### [ROWS]
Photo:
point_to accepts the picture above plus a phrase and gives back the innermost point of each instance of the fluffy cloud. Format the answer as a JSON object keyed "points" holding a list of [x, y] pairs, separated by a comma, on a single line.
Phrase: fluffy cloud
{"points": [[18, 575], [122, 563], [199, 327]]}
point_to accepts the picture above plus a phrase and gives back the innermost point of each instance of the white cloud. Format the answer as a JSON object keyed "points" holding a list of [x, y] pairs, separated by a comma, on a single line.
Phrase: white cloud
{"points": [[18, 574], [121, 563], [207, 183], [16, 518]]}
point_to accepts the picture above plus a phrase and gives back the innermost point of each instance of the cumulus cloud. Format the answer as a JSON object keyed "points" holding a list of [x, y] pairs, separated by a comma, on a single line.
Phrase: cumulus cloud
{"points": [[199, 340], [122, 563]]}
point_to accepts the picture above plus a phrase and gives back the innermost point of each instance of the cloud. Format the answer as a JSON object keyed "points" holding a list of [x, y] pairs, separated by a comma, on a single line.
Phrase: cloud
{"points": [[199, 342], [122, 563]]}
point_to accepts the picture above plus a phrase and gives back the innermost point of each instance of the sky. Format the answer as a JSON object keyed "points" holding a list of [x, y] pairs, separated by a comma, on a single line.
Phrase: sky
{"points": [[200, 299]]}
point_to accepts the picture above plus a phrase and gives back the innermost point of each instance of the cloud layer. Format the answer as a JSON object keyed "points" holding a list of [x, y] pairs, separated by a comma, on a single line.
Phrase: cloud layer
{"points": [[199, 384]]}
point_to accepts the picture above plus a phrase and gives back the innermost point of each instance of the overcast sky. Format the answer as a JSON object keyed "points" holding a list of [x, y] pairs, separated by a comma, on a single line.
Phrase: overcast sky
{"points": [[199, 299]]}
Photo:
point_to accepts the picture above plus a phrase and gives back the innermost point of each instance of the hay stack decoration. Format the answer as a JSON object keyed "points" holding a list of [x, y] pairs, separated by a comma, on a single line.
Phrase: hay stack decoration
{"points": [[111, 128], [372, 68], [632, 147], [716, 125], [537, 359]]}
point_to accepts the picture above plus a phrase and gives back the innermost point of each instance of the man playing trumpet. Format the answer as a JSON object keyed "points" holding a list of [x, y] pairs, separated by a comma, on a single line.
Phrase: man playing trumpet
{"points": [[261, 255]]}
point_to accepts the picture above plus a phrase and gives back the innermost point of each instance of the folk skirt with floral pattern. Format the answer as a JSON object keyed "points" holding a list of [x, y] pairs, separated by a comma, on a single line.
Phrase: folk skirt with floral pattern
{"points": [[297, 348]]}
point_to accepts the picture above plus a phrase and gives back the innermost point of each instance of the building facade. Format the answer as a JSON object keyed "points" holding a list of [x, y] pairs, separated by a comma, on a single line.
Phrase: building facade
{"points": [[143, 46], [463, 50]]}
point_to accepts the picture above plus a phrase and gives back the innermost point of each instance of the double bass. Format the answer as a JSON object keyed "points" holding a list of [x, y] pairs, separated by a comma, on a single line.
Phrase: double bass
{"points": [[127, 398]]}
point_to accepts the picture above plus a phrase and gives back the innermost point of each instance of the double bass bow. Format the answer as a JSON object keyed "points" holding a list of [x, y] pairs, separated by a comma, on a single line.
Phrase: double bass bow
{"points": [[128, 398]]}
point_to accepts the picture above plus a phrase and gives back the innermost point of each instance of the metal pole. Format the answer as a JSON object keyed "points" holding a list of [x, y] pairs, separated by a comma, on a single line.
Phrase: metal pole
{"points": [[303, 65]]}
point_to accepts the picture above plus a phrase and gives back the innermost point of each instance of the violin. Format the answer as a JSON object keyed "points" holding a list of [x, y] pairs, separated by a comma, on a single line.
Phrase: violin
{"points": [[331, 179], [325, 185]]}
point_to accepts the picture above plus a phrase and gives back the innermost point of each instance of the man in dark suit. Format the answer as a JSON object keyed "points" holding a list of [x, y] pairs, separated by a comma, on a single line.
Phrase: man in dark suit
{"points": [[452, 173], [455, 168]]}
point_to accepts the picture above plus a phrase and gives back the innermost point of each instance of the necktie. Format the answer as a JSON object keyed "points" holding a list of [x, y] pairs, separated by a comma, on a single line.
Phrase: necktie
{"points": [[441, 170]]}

### [STATED GOAL]
Starting at the line that contains "of the necktie." and ending at the close of the listing, reproduce only those lines with "innermost" switched to "central", leaving everything else unchanged.

### [EXPECTED ANSWER]
point_to accepts the picture above plus a phrase and gives back the central point of each instance of the necktie. Format the answer as a JSON object keyed "points" holding a list of [x, y] pairs, separated by a comma, on a single line.
Phrase: necktie
{"points": [[441, 170]]}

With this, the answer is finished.